• WHAT THE TASK ASKS
Nothing but the lines from the one holding "In this exercise you will find the dark bowl" to the final line of the listing below, both included, should be repeated, and each must match exactly. Omit pictures.
= = = = =
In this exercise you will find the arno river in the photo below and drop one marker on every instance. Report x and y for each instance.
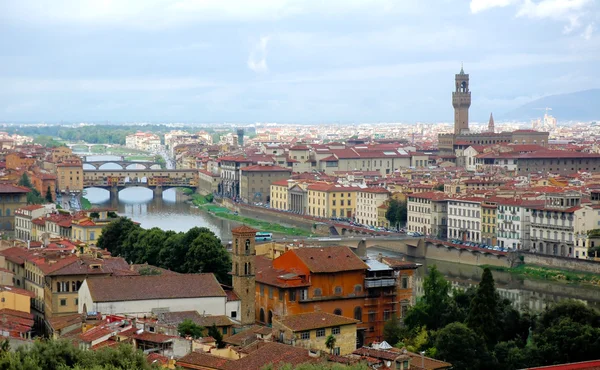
(169, 214)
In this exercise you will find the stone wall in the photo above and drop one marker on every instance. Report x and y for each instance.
(561, 262)
(464, 256)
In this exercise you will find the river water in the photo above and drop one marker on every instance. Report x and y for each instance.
(170, 214)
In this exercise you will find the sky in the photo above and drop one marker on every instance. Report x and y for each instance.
(292, 61)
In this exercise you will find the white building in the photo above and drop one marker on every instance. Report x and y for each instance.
(560, 227)
(427, 213)
(368, 201)
(464, 219)
(513, 219)
(142, 295)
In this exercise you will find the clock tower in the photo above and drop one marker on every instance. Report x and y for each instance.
(243, 254)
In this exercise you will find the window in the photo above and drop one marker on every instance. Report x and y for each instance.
(358, 313)
(372, 316)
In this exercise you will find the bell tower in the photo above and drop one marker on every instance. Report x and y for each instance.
(461, 101)
(243, 271)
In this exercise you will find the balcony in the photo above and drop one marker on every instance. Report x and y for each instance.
(378, 283)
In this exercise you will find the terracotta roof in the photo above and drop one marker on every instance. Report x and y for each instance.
(131, 288)
(153, 337)
(329, 259)
(204, 361)
(276, 354)
(315, 320)
(399, 264)
(175, 318)
(243, 229)
(246, 336)
(265, 168)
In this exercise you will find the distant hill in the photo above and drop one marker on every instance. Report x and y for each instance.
(577, 106)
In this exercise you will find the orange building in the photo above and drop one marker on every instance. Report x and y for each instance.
(333, 280)
(17, 160)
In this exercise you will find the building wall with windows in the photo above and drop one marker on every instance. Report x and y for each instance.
(313, 336)
(464, 219)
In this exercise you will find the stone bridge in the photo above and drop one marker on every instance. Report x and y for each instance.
(157, 180)
(122, 163)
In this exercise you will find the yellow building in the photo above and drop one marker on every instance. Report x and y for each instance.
(16, 299)
(87, 230)
(12, 197)
(279, 195)
(332, 200)
(310, 330)
(70, 175)
(488, 223)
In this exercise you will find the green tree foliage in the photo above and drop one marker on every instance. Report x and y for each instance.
(392, 332)
(330, 343)
(49, 195)
(214, 332)
(188, 328)
(462, 347)
(436, 308)
(197, 250)
(24, 180)
(567, 332)
(60, 355)
(484, 313)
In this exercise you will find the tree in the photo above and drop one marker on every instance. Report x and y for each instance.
(49, 198)
(462, 347)
(392, 332)
(114, 234)
(24, 180)
(214, 332)
(330, 343)
(188, 328)
(567, 332)
(484, 313)
(436, 308)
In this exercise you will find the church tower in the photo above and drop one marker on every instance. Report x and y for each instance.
(461, 101)
(243, 271)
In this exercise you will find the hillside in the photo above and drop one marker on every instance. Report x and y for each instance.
(577, 106)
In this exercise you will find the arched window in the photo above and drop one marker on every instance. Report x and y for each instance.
(358, 313)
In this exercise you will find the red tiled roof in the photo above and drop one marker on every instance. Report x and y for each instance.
(13, 189)
(314, 320)
(195, 360)
(265, 168)
(329, 259)
(131, 288)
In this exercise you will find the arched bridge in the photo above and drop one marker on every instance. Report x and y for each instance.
(158, 180)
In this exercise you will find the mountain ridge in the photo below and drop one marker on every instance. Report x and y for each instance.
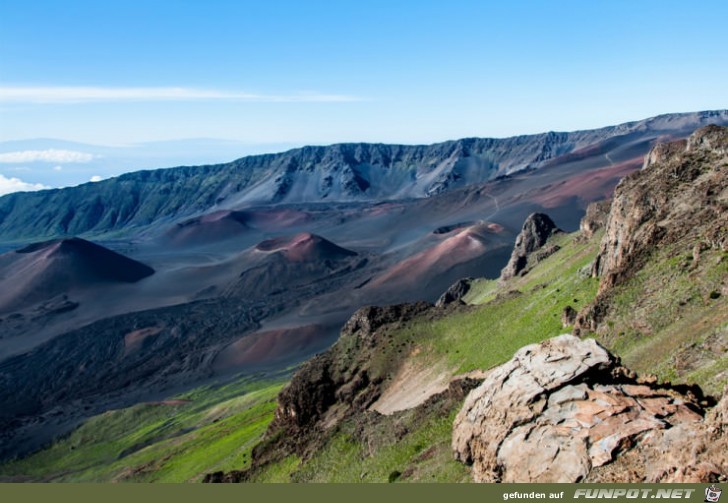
(347, 172)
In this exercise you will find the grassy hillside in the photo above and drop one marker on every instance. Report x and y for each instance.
(176, 440)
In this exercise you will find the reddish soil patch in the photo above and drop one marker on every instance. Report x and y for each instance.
(305, 247)
(455, 249)
(268, 346)
(597, 184)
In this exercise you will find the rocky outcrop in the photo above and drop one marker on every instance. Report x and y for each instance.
(560, 410)
(537, 229)
(595, 218)
(455, 293)
(341, 380)
(679, 195)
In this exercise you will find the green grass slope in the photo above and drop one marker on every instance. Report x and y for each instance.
(176, 440)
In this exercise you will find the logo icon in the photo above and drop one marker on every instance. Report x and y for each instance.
(712, 493)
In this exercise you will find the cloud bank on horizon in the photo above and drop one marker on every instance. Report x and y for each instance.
(10, 185)
(298, 73)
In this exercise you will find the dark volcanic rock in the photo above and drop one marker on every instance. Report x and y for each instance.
(344, 380)
(42, 271)
(343, 172)
(537, 229)
(679, 194)
(596, 217)
(455, 293)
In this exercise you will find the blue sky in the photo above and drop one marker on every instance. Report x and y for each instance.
(319, 72)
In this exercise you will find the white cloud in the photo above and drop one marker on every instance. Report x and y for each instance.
(9, 185)
(50, 155)
(82, 94)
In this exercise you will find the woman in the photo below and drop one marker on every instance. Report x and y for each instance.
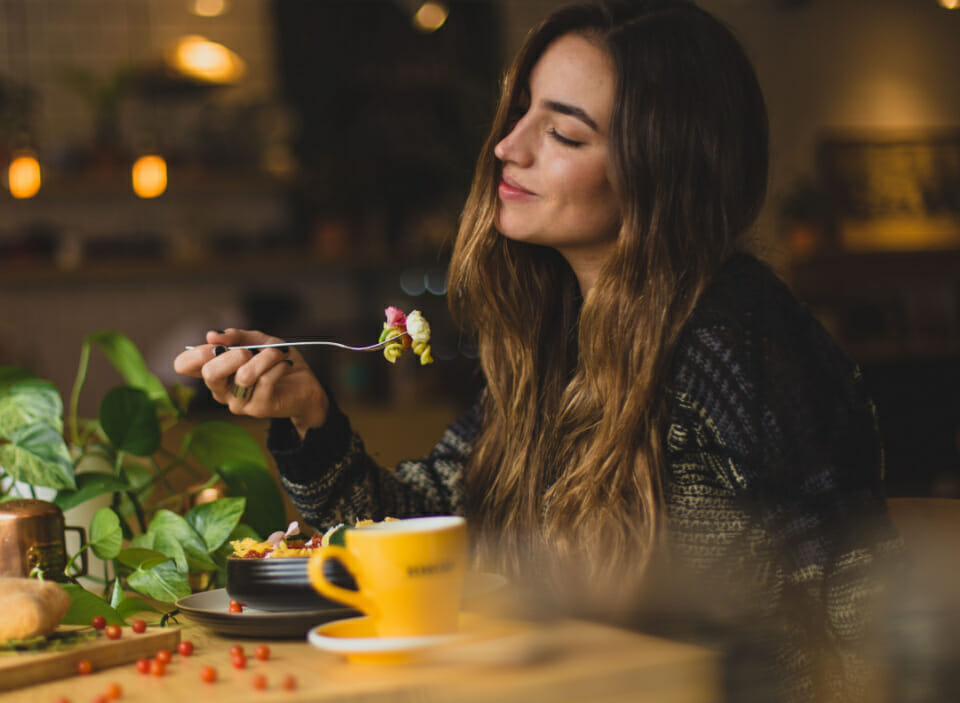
(654, 396)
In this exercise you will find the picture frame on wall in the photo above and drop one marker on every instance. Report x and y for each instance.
(892, 190)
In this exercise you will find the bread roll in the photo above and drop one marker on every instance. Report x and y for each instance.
(30, 608)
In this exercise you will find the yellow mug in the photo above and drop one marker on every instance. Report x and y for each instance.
(409, 573)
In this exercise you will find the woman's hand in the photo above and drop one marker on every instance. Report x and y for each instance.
(272, 382)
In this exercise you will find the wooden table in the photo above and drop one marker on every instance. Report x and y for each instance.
(561, 661)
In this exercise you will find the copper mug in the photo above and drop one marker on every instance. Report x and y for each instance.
(32, 537)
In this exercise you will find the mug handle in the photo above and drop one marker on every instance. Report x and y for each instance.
(83, 554)
(355, 599)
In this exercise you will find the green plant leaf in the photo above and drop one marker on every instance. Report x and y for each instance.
(214, 521)
(89, 485)
(132, 605)
(37, 454)
(24, 401)
(129, 420)
(265, 511)
(84, 605)
(163, 582)
(217, 443)
(139, 558)
(173, 535)
(106, 535)
(127, 360)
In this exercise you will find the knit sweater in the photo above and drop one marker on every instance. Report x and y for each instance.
(772, 485)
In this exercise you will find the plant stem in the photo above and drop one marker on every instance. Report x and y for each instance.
(76, 554)
(75, 391)
(131, 494)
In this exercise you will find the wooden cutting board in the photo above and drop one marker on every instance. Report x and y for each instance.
(26, 668)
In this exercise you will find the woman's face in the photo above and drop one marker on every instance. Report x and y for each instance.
(555, 186)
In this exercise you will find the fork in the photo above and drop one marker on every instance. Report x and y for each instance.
(316, 343)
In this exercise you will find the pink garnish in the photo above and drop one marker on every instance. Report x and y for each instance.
(277, 537)
(395, 317)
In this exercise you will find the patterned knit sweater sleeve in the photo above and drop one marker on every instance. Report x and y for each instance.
(331, 479)
(775, 494)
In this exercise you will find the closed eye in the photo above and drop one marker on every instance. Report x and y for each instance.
(566, 141)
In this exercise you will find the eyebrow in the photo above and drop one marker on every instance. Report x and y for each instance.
(573, 111)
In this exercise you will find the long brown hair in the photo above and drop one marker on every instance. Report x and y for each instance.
(569, 460)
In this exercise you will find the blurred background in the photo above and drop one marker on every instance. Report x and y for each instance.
(172, 166)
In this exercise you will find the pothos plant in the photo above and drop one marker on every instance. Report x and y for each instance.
(150, 542)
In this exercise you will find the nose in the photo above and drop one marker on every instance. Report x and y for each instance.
(515, 146)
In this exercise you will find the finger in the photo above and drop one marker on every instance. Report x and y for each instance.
(218, 372)
(262, 400)
(261, 360)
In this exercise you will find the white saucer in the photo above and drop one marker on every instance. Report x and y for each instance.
(354, 638)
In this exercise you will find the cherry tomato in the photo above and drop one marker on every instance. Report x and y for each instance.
(113, 691)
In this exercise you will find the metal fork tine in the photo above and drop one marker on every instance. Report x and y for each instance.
(317, 343)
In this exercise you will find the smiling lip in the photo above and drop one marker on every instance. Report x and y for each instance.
(509, 190)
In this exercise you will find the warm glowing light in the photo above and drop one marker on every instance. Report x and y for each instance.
(149, 176)
(205, 60)
(431, 16)
(23, 176)
(208, 8)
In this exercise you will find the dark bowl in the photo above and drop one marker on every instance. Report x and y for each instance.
(281, 584)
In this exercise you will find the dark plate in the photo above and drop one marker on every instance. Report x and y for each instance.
(210, 609)
(281, 584)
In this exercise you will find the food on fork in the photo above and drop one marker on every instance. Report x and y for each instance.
(278, 545)
(416, 335)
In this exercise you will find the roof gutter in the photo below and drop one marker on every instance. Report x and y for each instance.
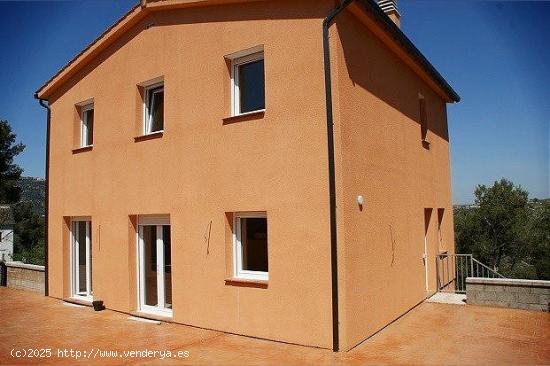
= = = = =
• REPLY TO THE TASK
In this exercise you will find the dark bowl in the photo above and drop one marker on every instance. Report x and y for each instance.
(281, 584)
In this exercise you will find the dark plate in the photo above and drop one marker on every instance. Report x and y for each instance.
(210, 609)
(281, 584)
In this exercise you will find the food on fork in the photo above and drop one marker on every instance. Report x and y for each instance.
(278, 545)
(416, 335)
In this exercise you will find the roof gutter in the photo below and drop one marker on every instance. Report x and y for each instance.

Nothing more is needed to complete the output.